Required work:
Copy every entry. Do not alter a single word.

Dataset:
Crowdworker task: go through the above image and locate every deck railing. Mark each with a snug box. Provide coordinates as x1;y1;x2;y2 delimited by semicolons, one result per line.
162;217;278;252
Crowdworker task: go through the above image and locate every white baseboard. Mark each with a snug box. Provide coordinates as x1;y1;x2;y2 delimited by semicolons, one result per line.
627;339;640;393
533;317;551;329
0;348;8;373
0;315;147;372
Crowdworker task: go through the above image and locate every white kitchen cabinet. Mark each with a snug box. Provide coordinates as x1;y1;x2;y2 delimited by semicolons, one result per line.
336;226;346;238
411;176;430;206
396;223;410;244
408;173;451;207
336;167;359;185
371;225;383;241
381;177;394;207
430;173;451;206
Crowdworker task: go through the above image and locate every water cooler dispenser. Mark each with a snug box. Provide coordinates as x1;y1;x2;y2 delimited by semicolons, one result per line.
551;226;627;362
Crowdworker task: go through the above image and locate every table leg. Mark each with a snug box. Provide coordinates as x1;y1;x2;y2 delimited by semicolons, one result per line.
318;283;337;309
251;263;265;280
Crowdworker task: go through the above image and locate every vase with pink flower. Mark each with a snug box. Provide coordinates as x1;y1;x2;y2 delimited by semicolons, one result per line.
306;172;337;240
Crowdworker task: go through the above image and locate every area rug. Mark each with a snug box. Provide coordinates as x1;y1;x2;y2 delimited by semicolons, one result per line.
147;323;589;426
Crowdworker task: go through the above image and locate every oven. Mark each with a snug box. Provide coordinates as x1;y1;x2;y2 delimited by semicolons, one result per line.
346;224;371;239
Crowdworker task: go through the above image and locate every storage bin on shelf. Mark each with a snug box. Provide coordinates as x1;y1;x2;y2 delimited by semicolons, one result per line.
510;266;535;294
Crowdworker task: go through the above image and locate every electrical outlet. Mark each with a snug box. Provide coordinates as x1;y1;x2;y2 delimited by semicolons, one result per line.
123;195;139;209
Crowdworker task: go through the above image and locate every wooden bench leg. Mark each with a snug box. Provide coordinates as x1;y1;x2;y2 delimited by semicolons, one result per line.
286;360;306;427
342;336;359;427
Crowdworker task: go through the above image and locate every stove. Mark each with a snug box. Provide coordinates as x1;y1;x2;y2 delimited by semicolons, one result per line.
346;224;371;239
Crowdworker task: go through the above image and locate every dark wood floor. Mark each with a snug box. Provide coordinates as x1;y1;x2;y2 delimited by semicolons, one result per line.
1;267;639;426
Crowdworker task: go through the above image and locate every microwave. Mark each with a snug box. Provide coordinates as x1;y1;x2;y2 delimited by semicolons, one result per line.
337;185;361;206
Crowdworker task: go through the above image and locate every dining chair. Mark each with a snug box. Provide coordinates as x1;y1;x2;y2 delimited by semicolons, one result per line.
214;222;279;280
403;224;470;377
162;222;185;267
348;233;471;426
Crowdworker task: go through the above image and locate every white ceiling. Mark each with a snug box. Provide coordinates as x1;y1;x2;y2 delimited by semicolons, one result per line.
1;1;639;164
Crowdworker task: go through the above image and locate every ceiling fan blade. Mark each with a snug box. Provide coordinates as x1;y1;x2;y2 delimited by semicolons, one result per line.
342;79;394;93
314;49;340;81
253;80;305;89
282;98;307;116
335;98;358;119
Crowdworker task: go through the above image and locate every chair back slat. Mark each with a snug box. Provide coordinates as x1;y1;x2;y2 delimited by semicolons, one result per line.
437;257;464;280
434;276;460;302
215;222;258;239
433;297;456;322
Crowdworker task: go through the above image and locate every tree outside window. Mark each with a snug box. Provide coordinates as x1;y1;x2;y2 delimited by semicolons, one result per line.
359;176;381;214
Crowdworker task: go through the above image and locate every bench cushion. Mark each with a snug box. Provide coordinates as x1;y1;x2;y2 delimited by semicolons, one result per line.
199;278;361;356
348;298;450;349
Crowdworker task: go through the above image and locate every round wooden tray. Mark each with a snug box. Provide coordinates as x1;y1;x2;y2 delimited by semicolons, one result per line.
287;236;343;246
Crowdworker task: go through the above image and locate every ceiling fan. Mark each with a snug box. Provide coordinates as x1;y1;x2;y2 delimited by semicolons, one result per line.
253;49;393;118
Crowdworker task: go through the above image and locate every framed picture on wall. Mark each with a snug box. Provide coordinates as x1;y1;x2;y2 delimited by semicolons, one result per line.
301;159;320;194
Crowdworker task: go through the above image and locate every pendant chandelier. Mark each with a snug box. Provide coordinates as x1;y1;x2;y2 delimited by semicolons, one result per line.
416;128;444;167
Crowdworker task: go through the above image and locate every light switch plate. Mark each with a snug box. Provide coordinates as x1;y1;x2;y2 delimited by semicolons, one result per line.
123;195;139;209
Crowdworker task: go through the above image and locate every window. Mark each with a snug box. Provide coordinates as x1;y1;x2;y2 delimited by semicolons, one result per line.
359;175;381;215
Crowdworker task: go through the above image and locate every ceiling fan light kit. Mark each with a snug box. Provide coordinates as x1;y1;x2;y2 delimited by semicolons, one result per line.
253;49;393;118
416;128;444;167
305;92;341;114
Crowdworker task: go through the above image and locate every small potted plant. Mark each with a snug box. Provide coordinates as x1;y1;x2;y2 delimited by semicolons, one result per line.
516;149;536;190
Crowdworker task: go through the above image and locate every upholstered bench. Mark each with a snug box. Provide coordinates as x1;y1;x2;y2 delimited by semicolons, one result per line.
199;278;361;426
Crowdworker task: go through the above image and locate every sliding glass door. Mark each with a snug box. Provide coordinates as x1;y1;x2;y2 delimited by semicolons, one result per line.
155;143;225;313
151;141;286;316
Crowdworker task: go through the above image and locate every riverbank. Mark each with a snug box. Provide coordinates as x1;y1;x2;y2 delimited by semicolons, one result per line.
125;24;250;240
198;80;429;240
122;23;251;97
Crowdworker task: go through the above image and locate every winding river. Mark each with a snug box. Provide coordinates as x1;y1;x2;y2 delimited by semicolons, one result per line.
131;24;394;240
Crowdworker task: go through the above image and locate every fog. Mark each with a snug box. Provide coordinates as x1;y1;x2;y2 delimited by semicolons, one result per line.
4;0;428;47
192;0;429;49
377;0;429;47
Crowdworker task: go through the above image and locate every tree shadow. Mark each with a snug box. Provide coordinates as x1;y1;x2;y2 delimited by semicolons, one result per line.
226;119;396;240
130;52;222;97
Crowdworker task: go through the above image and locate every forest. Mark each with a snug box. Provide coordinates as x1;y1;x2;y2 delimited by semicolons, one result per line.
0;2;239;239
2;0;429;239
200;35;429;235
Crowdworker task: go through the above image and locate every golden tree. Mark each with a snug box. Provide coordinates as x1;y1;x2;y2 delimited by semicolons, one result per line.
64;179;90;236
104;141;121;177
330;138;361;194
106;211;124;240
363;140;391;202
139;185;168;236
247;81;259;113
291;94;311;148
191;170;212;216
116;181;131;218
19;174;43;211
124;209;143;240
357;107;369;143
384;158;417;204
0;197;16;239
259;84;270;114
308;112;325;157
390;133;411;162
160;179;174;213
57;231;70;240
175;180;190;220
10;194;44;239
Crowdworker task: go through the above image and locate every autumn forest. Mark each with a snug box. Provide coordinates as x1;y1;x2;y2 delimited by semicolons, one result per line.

Answer for this exercise:
Crowdworker task: go through the above image and locate every deck railing. Mark each with a snug box. Provide coordinates as x1;y1;x2;y2 delimited by semicolons, one result per line.
162;217;278;252
Crowdworker task: go through the above image and locate every white baseboard. Mark each with a snug box. Provide coordinates as x1;y1;x2;y2 delimited by semicolons, one result per line.
627;339;640;393
533;317;551;329
0;348;8;373
0;315;147;372
Crowdworker task: go through the above image and locate every white kitchen cabinet. Mark each with a snug box. Provide coordinates as x1;y1;x2;y2 delimited by semicolons, one result per line.
336;226;346;238
411;176;430;206
396;223;410;244
408;173;451;207
336;167;359;185
371;225;383;241
381;177;394;207
430;173;451;206
Crowdworker task: go through the above image and locate every water cooler dispenser. Mark each with a snug box. Provide coordinates as x1;y1;x2;y2 delimited by semicolons, one result per line.
551;226;627;362
Crowdworker task: go through the above image and locate every table leg. Mark each with a snug box. Provide coordinates as x1;y1;x2;y2 delimited by semicolons, one result per line.
318;283;337;309
251;263;265;280
Crowdworker task: go through the above image and locate every vase with pink flower. Mark each with a snug box. Provide coordinates as x1;y1;x2;y2 delimited by semicolons, one result per line.
306;172;337;240
Crowdworker task: go through the above image and locate every area rug. Mark each with a snug box. Provide coordinates as x1;y1;x2;y2 delimited by semicolons, one result per line.
147;323;589;426
Crowdworker task: go through the above image and locate every oven. Mark each with a snug box. Provide coordinates as x1;y1;x2;y2 delimited by semicolons, one result per line.
346;224;371;239
Crowdworker task: go through the above image and locate every storage bin on shelf. Mark each with a snug box. Provide coordinates as x1;y1;x2;y2 delimited by semicolons, one result per line.
510;266;535;294
Crowdworker task: go through the above image and locate every electrical outlet. Mark each with a snug box. Provide coordinates as x1;y1;x2;y2 delimited by semicolons, one result per line.
123;195;139;209
Crowdworker task: go through the above image and locate every wooden bench leg. Mark each with a snug box. Provide coordinates as x1;y1;x2;y2 delimited by semicolons, one result per line.
286;360;306;427
342;336;359;427
Crowdworker task: go through the above image and locate every stove. Mark each with a snug box. Provide coordinates as x1;y1;x2;y2 delimited by semicolons, one result per line.
346;224;371;239
Crowdworker task: go through the above image and locate every dark wood floor. Mark each with a snug box. Provide coordinates as x1;y1;x2;y2 delimited by semicolons, one result per line.
1;267;639;426
Crowdworker task: go through the above image and locate every microwave. Mark each with a snug box. Provide coordinates as x1;y1;x2;y2 delimited by semicolons, one result per line.
337;185;361;206
Crowdworker task: go through the above image and locate every dining chair. Mark each with a snug box. Provide coordinates as x1;y1;x2;y2 delimited by semicolons, one result per line.
214;222;279;280
403;224;470;377
162;222;185;267
348;233;471;426
Crowdworker task: go through the above image and locate every white ceiling. Mark each with a snug box. Provide coordinates as x1;y1;x2;y2 delimited by semicolons, one result per line.
1;1;639;164
Crowdworker task: go through the above image and locate every ceiling fan blade. Mark each with a snug box. Provide coordinates as x1;y1;x2;y2 delimited by semicolons, one result per line.
342;79;394;93
314;49;340;81
253;80;305;89
282;98;307;116
335;98;358;119
Crowdworker task: go through the above image and locate every chair back slat. Mark each with a snug box. Provide coordinates as x1;y1;x2;y2 delimited by semicolons, one result per line.
437;257;464;280
434;276;460;302
215;222;258;239
433;297;456;322
Crowdworker task: go through the above image and locate every tree outside window. Mark each with a snug box. Provide coordinates as x1;y1;x2;y2 delimited by semicolons, one result per line.
359;176;381;214
Crowdworker task: go through the above image and locate every bench cushion. Mark each with a snug box. Provide coordinates as x1;y1;x2;y2 delimited by semicolons, one result per line.
199;278;361;356
348;298;450;349
Crowdworker task: go through the above image and locate every round wooden tray. Mark each with a snug box. Provide coordinates as x1;y1;x2;y2 delimited by semicolons, one result per line.
287;236;343;246
Crowdworker task: go through the above image and locate every ceiling fan. Mark each with a snug box. Provide coordinates as x1;y1;x2;y2 delimited by semicolons, one result per line.
253;49;393;118
Crowdworker task: go through the above image and locate every framed picture on wall. Mark each with a snug box. Provide coordinates as x1;y1;x2;y2 delimited by semicolons, one result per line.
301;159;320;194
Crowdworker task: go through the above image and locate every pendant chandelier. Mark each with a snug box. Provide coordinates as x1;y1;x2;y2 delimited by semicolons, one result per line.
416;128;444;167
Crowdworker task: go through the above image and locate every light switch plate. Mark each with a snug box. Provide coordinates as x1;y1;x2;y2 delimited by semicolons, one result per line.
123;195;139;209
Crowdworker task: go through the above image and locate every window. Mark each with a snug box. Provide coordinates as x1;y1;x2;y2 delimited by semicolons, one result per line.
359;175;381;215
Crowdworker task: go through the above image and locate every ceiling fan light kit. Mark each with a snug box. Provide coordinates as x1;y1;x2;y2 delimited by semicolons, one result per line.
253;49;393;118
416;128;444;167
305;92;341;114
Crowdworker task: go through the above image and locate every small potted plant. Mark each with a snug box. Provide coordinates as x1;y1;x2;y2 delimited by semicolons, one result per line.
516;149;536;190
Crowdworker task: go through the above image and locate every upholstered bench. Mark each with a snug box. Provide coordinates as x1;y1;x2;y2 delimited by semicolons, one result per line.
199;278;361;426
Crowdworker task: go through the above image and locate every sliding glass door. Mark each with a snug box. Provide coordinates as x1;y1;x2;y2 delimited by semicolons, one result per line.
155;143;225;313
151;141;286;316
Crowdworker task: go through the above image and locate every riverbank. Mark each with a snug box. Provide coordinates as x1;y1;x2;y2 delimited by semicolons, one result per line.
125;24;250;240
198;80;429;240
122;23;251;97
Crowdworker task: go through the above image and locate every winding river. Mark each with a snug box. Provide coordinates as x1;y1;x2;y2 delimited by semicolons, one result per line.
131;24;394;240
Crowdworker task: go through the above image and locate every fog. Mark each with a snug box. Provide coordinates as x1;y1;x2;y2 delimited by semicolons, one result per line.
4;0;428;47
192;0;429;49
377;0;429;47
Crowdworker task: go through the above image and locate every tree shadow. Mark each with a snug box. Provide coordinates as x1;y1;x2;y2 delimited by semicolons, one result per line.
226;119;396;240
130;52;222;97
Crowdworker task: go through the above image and locate every forest. Mark each with a snug box. Provide coordinates as x1;y1;x2;y2 delimited by semicolons, one result per line.
0;2;239;239
2;0;429;239
200;35;429;235
Crowdworker task: go through the above image and locate every golden tree. Mark each with a snug box. Provide coordinates as x1;y1;x2;y2 delimited by semicolons, one result per line.
64;179;90;236
104;141;121;177
330;138;361;194
106;211;124;240
363;140;391;202
139;185;168;236
247;81;259;113
291;94;311;148
191;170;212;216
116;181;131;218
19;174;43;211
124;209;143;240
357;107;369;143
384;158;417;204
0;197;16;239
259;84;270;114
308;112;325;157
390;133;411;162
160;179;174;213
57;231;70;240
175;180;190;220
10;194;44;239
Crowdworker task: go through the above image and locate every autumn forest. Mark each with a snug box. Provide coordinates as x1;y1;x2;y2 delimited by semicolons, one result per line.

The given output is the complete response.